> [PROBLEMA PROPOSTO 1]: Resuma em duas frases o trecho sobre as origens da integração europeia.

> [TRECHO SELECIONADO]:

#####

CAPÍTULO 1. O PROCESSO DO ALARGAMENTO DA UNIÃO EUROPEIA DEMONSTRANDO A IMPORTÂNCIA DAS ADESÕES NO PROCESSO DE CONSTRUÇÃO HISTÓRICA DO DIREITO DA UNIÃO EUROPEIA: UM DIREITO CONSTRUÍDO A PARTIR DE TENSÕES ENTRE INTERESSES
Depois de frustrados os esforços de estabelecimento da Comunidade Europeia de Defesa e da Comunidade Política Europeia em 1954 (que tinha como objetivo expresso o de constituir uma força militar europeia, submetida a um centro de poder supranacional) pela negativa de ratificação do Tratado pela França, a estratégia integracionista na Europa passou a assumir como instrumento o estabelecimento de um Mercado Comum (estabelecendo estímulos de cooperação em torno de interesses econômicos como forma de se atingir uma estabilidade política).⁴
O contexto político internacional da época era o de um temor em relação à expansão da União Soviética. Fato importante foi o colapso da Conferência de Moscou sobre o futuro da Alemanha ocupada, com o acirramento das tensões nas relações entre a União Soviética, de um lado, e os Estados Unidos, a Grã-Bretanha e a França, do outro. Apesar da importância estratégica do compromisso de defesa firmado pelos Estados Unidos da América no Tratado do Atlântico Norte, a Europa Ocidental, dividida entre países, era vulnerável face à União Soviética, cujo arsenal militar praticamente não havia sido desmobilizado e cuja influência política havia aumentado com as vitórias do Partido Comunista na Bulgária, Romênia, Polônia e Tchecoslováquia.⁵
Foi nesse contexto histórico que Robert Schuman, Ministro das Relações Exteriores da França, fez uma proposta histórica para uma reunião ministerial, a qual acontece em Londres, 9 de maio de 1950. Essa proposta teve como objeto a fusão das indústrias de carvão e aço da França e da Alemanha. Acordo que atrairia outros países europeus em torno de um centro de autoridade supranacional. O objetivo aqui era não só o de evitar um futuro conflito entre a França e a Alemanha, mas também o de servir de base a um processo de expansão econômica. A proposta foi endossada pelos países Benelux (Luxemburgo, Bélgica e Holanda), França, Alemanha Ocidental e Itália, mas foi recusado pelo Reino Unido. Esse movimento resultou na assinatura do Tratado que constituiu a Comunidade Europeia do Carvão e do Aço (CECA), em Paris a 18 de abril de 1951, para entrar em vigor a partir de 20 de julho do ano seguinte. A vigência desse tratado era de 50 anos, tendo expirado em julho de 2002.⁶
Como mencionado em parágrafo anterior, os seis países signatários do Tratado de constituição da Comunidade Europeia de Defesa não desistiram de construir um acordo integracionista de mais amplo espectro que a CECA. Na Conferência realizada na cidade de Messina, Sicília, Itália, em 1955, os Ministros da Defesa dos respectivos países compreenderam que era tempo de renovar esses esforços integracionistas, mas agora em torno da esfera econômica. Dentro desse campo, dois objetivos foram definidos: 1) um acordo para o desenvolvimento de energia atômica para fins pacíficos; e 2) estabelecer um Mercado Comum Europeu.

#####

> [DADOS FORNECIDOS]:
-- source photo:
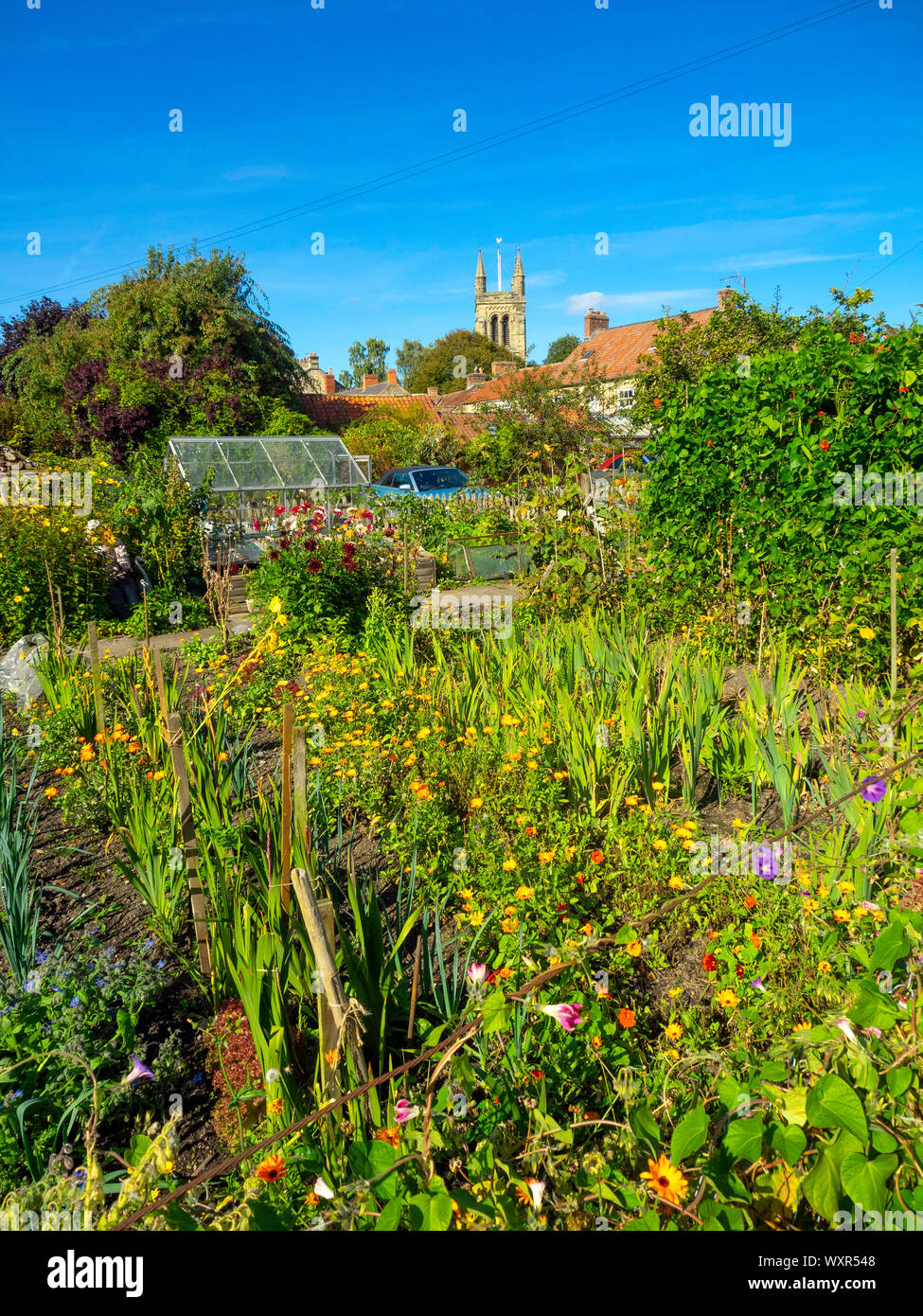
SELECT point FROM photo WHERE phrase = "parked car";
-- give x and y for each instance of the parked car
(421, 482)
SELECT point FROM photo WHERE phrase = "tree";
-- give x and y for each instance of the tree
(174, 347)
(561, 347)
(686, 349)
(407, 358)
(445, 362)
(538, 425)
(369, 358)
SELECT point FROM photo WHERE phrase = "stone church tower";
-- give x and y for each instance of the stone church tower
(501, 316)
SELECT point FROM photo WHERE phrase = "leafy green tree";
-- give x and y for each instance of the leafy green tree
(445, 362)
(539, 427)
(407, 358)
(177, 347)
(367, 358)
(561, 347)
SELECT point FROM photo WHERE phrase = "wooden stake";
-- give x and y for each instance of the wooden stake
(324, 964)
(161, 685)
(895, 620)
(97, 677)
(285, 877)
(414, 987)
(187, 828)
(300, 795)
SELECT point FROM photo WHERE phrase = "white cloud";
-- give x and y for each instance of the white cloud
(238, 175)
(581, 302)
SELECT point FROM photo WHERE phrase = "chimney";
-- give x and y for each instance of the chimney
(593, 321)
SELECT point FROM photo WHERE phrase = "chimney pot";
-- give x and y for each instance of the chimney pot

#####

> [PROBLEMA PROPOSTO 2]: Transforme os registros em uma lista JSON de strings, com uma string para cada linha e sem as linhas em branco. Deixe as imagens de fora da resposta.

> [RESULTADO CORRETO 1]: Depois do fracasso da Comunidade Europeia de Defesa em 1954, a estratégia de integração na Europa passou a ter como instrumento o estabelecimento de um Mercado Comum, num contexto de temor diante da expansão da União Soviética. A proposta de Robert Schuman de fundir as indústrias de carvão e aço da França e da Alemanha resultou no Tratado da CECA, assinado em Paris em 1951, e na Conferência de Messina, em 1955, os seis países definiram como objetivos o desenvolvimento da energia atômica para fins pacíficos e um Mercado Comum Europeu.

> [RESULTADO CORRETO 2]:
[
  "-- source photo:",
  "SELECT point FROM photo WHERE phrase = \"parked car\";",
  "-- give x and y for each instance of the parked car",
  "(421, 482)",
  "SELECT point FROM photo WHERE phrase = \"tree\";",
  "-- give x and y for each instance of the tree",
  "(174, 347)",
  "(561, 347)",
  "(686, 349)",
  "(407, 358)",
  "(445, 362)",
  "(538, 425)",
  "(369, 358)",
  "SELECT point FROM photo WHERE phrase = \"stone church tower\";",
  "-- give x and y for each instance of the stone church tower",
  "(501, 316)",
  "SELECT point FROM photo WHERE phrase = \"leafy green tree\";",
  "-- give x and y for each instance of the leafy green tree",
  "(445, 362)",
  "(539, 427)",
  "(407, 358)",
  "(177, 347)",
  "(367, 358)",
  "(561, 347)",
  "SELECT point FROM photo WHERE phrase = \"wooden stake\";",
  "-- give x and y for each instance of the wooden stake",
  "(324, 964)",
  "(161, 685)",
  "(895, 620)",
  "(97, 677)",
  "(285, 877)",
  "(414, 987)",
  "(187, 828)",
  "(300, 795)",
  "SELECT point FROM photo WHERE phrase = \"white cloud\";",
  "-- give x and y for each instance of the white cloud",
  "(238, 175)",
  "(581, 302)",
  "SELECT point FROM photo WHERE phrase = \"chimney\";",
  "-- give x and y for each instance of the chimney",
  "(593, 321)",
  "SELECT point FROM photo WHERE phrase = \"chimney pot\";",
  "-- give x and y for each instance of the chimney pot"
]